I couldn't help but notice that the far-right category (automated alerts and political campaigns) has a non-zero width, occupying the approximate range of 96~100%. Could this vaguely suggest that, for some automated alerts and political campaigns, Randall sends the first text as much as 4% of the time? Manabender (talk) 16:17, 29 October 2018 (UTC)

Maybe for political campaigns for causes he believes in, he has been known to initiate a call. I'd be inclined to believe the automated alerts are at the 100% end. -boB (talk) 17:16, 29 October 2018 (UTC)
And he might "opt in" to an automated alert system for something he considers beneficial, like weather alerts. -boB (talk) 17:53, 29 October 2018 (UTC)
during the Google Summer of Code 2006 one developer wrote a Contact Availability Prediction plugin for Pidgin that solve a similar problem. --valepert (talk) 19:31, 29 October 2018 (UTC)

━━━━━━━━━━━━━━━━

Retype the stretch of the discussion above from "And he might" through "19:31, 29 October 2018 (UTC)".

(Region outline entries)
━━━━━━━━━━━━━━━━

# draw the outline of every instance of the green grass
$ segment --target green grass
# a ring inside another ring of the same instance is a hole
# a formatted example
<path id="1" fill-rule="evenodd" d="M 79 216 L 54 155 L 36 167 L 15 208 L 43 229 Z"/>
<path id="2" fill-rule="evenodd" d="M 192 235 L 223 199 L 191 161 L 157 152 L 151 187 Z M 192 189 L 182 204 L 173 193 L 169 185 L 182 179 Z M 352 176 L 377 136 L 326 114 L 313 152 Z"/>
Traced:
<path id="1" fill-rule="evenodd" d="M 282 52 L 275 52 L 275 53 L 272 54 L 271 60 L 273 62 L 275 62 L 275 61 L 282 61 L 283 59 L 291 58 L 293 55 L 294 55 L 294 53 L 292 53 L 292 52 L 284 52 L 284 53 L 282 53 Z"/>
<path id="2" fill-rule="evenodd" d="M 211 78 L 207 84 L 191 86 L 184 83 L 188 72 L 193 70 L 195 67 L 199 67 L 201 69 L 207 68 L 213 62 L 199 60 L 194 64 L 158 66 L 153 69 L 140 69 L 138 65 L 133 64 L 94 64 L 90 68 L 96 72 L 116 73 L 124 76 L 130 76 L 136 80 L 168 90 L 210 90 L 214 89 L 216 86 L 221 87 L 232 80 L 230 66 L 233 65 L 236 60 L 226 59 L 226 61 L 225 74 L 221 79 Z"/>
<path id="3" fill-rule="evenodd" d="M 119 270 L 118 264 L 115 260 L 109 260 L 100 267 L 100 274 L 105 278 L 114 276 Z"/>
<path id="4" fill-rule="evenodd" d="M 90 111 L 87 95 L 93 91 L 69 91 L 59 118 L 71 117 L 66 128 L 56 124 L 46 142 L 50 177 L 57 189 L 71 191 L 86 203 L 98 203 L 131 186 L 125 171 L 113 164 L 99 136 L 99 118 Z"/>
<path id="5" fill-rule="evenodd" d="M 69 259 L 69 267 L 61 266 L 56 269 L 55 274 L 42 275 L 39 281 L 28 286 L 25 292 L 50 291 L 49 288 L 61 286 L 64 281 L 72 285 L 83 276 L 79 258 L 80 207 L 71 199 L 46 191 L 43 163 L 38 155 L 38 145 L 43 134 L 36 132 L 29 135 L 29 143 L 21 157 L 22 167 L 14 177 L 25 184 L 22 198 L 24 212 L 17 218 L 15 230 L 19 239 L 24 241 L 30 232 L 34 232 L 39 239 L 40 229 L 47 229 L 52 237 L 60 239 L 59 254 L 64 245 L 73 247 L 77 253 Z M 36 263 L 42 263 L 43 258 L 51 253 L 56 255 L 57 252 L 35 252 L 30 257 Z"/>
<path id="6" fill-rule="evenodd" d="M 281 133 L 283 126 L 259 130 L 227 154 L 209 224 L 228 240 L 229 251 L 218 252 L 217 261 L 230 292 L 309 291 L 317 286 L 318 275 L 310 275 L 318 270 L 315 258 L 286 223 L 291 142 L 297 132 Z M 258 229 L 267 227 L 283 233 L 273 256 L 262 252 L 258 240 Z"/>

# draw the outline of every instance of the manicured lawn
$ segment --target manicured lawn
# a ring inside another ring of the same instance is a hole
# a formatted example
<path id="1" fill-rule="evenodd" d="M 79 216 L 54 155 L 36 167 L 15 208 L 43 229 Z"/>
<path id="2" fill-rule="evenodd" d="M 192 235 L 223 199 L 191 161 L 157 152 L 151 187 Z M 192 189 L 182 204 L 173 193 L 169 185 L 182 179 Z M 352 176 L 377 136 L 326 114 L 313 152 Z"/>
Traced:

━━━━━━━━━━━━━━━━

> **Expected answer**
And he might "opt in" to an automated alert system for something he considers beneficial, like weather alerts. -boB (talk) 17:53, 29 October 2018 (UTC)
during the Google Summer of Code 2006 one developer wrote a Contact Availability Prediction plugin for Pidgin that solve a similar problem. --valepert (talk) 19:31, 29 October 2018 (UTC)